### [What the task asks]
Rewrite the rows below, changing each "Note" to "Instruction" and leaving everything else as it is.

### [Records]
·····

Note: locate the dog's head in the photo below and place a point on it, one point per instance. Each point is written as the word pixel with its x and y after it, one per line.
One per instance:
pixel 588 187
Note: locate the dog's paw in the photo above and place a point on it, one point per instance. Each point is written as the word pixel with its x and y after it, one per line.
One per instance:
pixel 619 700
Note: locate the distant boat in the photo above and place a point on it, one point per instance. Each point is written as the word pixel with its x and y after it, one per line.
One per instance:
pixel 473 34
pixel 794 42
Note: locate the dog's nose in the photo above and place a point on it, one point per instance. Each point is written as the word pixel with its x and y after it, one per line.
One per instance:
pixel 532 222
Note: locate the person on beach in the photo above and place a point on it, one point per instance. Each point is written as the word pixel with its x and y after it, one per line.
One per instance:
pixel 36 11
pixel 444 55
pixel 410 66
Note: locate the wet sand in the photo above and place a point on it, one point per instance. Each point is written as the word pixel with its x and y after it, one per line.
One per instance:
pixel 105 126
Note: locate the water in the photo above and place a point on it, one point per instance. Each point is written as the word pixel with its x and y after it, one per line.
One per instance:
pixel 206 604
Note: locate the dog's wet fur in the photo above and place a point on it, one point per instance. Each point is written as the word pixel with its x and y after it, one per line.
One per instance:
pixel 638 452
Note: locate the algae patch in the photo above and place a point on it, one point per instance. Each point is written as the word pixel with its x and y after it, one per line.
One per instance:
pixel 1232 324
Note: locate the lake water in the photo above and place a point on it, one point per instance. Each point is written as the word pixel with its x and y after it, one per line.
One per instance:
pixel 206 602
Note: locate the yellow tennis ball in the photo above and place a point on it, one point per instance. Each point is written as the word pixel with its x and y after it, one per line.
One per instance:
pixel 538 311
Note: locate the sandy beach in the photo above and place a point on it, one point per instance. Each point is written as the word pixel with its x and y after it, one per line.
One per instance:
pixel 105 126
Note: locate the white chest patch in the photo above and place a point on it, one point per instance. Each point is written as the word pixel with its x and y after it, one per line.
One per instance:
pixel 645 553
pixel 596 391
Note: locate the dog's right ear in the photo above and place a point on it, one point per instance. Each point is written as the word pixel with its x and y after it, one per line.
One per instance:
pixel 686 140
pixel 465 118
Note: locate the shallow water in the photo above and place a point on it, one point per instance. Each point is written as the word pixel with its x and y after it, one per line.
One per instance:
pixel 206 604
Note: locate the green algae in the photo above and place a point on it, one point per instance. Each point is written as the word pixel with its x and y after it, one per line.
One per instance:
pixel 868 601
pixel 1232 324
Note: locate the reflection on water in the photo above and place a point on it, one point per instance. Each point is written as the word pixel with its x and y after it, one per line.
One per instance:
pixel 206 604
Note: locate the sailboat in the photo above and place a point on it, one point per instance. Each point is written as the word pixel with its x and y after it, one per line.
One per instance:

·····

### [Exercise result]
Instruction: locate the dog's head in the photo below and place a point on it, one point per instance. Each point is written as the word pixel with its x and y after it, one per line.
One per instance:
pixel 588 187
Instruction: locate the dog's paw in the photo above and place a point on it, one point per instance. Each point is written as the word pixel with its x and y after it, one per line.
One per instance:
pixel 619 700
Instruction: locate the distant boat in the photo above and place a point on it, one point per instance. Each point is written as the word pixel with its x and y after it, one per line.
One per instance:
pixel 473 34
pixel 794 42
Instruction: locate the dog's nose in the photo above and place a point on it, one point per instance. Each point is written as the word pixel with its x and y after it, one per line.
One per instance:
pixel 532 222
Instruction: locate the person on beach in the photo above and place a point on it, one point per instance. Each point is written as the word pixel with its x and y after it, one per line.
One per instance:
pixel 36 11
pixel 444 55
pixel 410 66
Instruction: locate the wet sand in the photo above and place a point on it, one point per instance. Each point is written as the word pixel with its x and y after it, one per line.
One per instance:
pixel 105 126
Instruction: locate the water in the photo above and place a point on it, one point per instance. Each point is written as the word pixel with its x and y after it, one per line.
One per instance:
pixel 206 604
Instruction: locate the dog's wet fur in the photo above and place a point on it, one point per instance. Each point is written as the word pixel with its x and y after it, one per line.
One per instance:
pixel 638 452
Instruction: locate the algae patch in the photo above and place a point on it, one point per instance. Each point is written as the word pixel with its x and y after it, one per line.
One per instance:
pixel 1232 324
Instruction: locate the lake water in the photo above and place a point on it, one point per instance. Each point is written as the word pixel with its x and y after it, one per line.
One per instance:
pixel 206 602
Instruction: locate the yellow tennis ball in the photo above and place a point on it, one point per instance. Each point is written as the word pixel with its x and y after it, one per line.
One per instance:
pixel 538 311
Instruction: locate the sandy beach in the photo above and place a point on it, one point per instance. Each point is written as the word pixel with its x and y after it, one per line.
One per instance:
pixel 105 126
Instruction: locate the white chest patch in the photo above and place a point on it, one point per instance. Each point is written as the word pixel with its x and y after it, one per line.
One per instance:
pixel 645 553
pixel 596 391
Instruction: locate the dog's right ear in the photo above and place a point on it, one point per instance. Each point is written as the word pixel with its x and y after it, one per line.
One per instance:
pixel 686 140
pixel 465 118
Instruction: locate the shallow water in the photo above and place a point on it, one point per instance. Each point is written as the word pixel with its x and y after it, one per line.
One per instance:
pixel 206 604
Instruction: locate the green algae in the photo above and place a point on it, one point per instance. Each point is written as the word pixel with its x and y after it, one per line.
One per instance:
pixel 868 601
pixel 1232 324
Instruction: locate the reflection on water in the photo above and place a point on it, one point per instance. Each point is written as the word pixel with its x and y after it, one per line.
One per instance:
pixel 206 604
Instruction: locate the sailboat in the photo above and place a point on it, one point per instance. Each point is written as the word pixel with its x and y after it, one per line.
One per instance:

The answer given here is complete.